* **EXPLORE THE MATERIAL**
1 - Answer these questions from the passage on barriers to immigrant health care:
(a) Which two community clinics are named as places where medical staff often share the language and culture of their patients?
(b) What have ICE agents in San Diego been known to monitor, and for what purpose?
(c) Next to what did Good News Clinic in Homestead, Florida place its facilities?
2 - Write out the passage on barriers to immigrant health care from "Clinics serving unauthorized" up to and including "the immigrant population.", copying every word without change.
3 - Write what comes next in the passage on barriers to immigrant health care, starting after its final sentence.

=== EXTRACT ===

Cultural/linguistic barriers disappear when a significant proportion of the medical personnel are fluent in the language, and familiar with the culture, of patients. This is often the case in community clinics such as Borinquen in Miami or San Ysidro Medical Center in San Diego. By contrast, in larger hospitals patients often have to wait for hours for the arrival of a qualified translator or must make do with the ATT system.

3. Fear

First is fear of detection and deportation. Migrants often avoid clinics or hospitals out of concern that Immigration and Customs Enforcement (ICE) agents will detain them. Such qualms are justified. Since 2004, ICE has conducted numerous raids in immigrant communities and deporting thousands. In San Diego, ICE agents have been known to monitor Spanish radio stations to learn the location of mobile medical units in migrant neighborhoods (Fernández-Kelly and Searles, this volume).

Clinics serving unauthorized immigrants have adopted various strategies to reduce the well-justified fear of government raids. Mobile units in San Diego have ceased to advertise their routes and location. Good News Clinic in Homestead, Florida situated its facilities next to a Baptist Church which ICE agents are unlikely to violate. Fear of deportation is significantly less in Miami than in other locations because of the large size of the immigrant population.

=== ENTRIES SUPPLIED ===

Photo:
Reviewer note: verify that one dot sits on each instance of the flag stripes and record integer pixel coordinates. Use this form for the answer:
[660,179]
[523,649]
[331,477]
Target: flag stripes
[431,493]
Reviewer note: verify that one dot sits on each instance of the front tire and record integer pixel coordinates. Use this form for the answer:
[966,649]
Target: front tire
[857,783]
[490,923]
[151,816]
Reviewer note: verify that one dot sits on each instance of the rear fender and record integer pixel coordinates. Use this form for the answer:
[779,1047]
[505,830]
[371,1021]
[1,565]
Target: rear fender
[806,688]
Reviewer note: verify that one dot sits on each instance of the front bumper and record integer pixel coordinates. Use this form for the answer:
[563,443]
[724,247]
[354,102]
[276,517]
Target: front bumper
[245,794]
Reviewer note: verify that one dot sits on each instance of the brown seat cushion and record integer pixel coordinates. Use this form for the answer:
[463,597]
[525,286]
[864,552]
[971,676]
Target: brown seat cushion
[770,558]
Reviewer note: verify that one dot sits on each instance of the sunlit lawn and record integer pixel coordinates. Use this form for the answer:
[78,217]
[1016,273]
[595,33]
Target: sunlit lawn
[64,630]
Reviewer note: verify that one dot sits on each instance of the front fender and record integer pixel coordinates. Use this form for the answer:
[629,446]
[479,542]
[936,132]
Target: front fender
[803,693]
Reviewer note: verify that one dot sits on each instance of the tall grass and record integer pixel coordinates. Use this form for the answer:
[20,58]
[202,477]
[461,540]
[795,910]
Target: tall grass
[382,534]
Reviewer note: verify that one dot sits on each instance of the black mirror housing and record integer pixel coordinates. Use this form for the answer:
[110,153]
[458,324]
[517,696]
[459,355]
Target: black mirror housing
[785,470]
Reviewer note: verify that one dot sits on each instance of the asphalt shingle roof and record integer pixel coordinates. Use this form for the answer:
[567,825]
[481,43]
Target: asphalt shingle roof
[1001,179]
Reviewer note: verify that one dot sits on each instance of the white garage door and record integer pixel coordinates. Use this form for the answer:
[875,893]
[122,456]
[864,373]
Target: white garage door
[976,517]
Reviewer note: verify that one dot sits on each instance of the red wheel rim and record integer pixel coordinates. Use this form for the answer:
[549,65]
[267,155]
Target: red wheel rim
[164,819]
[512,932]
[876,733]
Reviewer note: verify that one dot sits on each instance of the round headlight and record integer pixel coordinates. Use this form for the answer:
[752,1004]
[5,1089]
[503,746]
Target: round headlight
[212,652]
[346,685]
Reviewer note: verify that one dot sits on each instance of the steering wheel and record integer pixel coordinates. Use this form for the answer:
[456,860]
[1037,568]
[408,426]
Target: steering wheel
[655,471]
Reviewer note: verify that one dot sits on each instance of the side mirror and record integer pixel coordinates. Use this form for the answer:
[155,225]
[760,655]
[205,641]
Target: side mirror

===

* **EXERCISE RESULTS**
1 -
(a) Borinquen in Miami and San Ysidro Medical Center in San Diego.
(b) Spanish radio stations, to learn the location of mobile medical units in migrant neighborhoods.
(c) A Baptist Church.

2 -
Clinics serving unauthorized immigrants have adopted various strategies to reduce the well-justified fear of government raids. Mobile units in San Diego have ceased to advertise their routes and location. Good News Clinic in Homestead, Florida situated its facilities next to a Baptist Church which ICE agents are unlikely to violate. Fear of deportation is significantly less in Miami than in other locations because of the large size of the immigrant population.

3 -
The second type of fear entails bureaucratic rules and billing. Stories of huge invoices ruining patients and their families lead ill immigrants to postpone hospital visits until their condition becomes urgent. This brings about avoidable complications and sometimes irreparable damage. The director of a community clinic in north San Diego relates the case of a Mexican boy suffering from a brain hemorrhage. His parents took him to a distant clinic – the only place they knew would provide free care – driving past the ERs of several hospitals. By the time the boy arrive at the clinic, it was too late; the boy died on the spot.

Patients have reason to fear bureaucratic rules. “Every patient who arrives here carries a dollar sign in his forehead,” says the director of one of the largest emergency rooms in South Florida, “one way or another, he or she will be billed.” (Field interview, South Florida Health Workers Union Headquarters, 2007).

c. Understanding the Health Care System from the Inside

Such statements contrast with those obtained in interviews with hospital administrators and physicians. Almost invariably, administrators state that their mission is to provide “compassionate health care” and to “serve our community.” Physicians chime in with resolute assertions that they treat everyone the same, “without regard for their ability to pay.” Patients themselves confirm these statements indicating that, once admitted, physicians and nurses treat them well and in ways comparable to paying patients. What then explains their reluctance to seek care?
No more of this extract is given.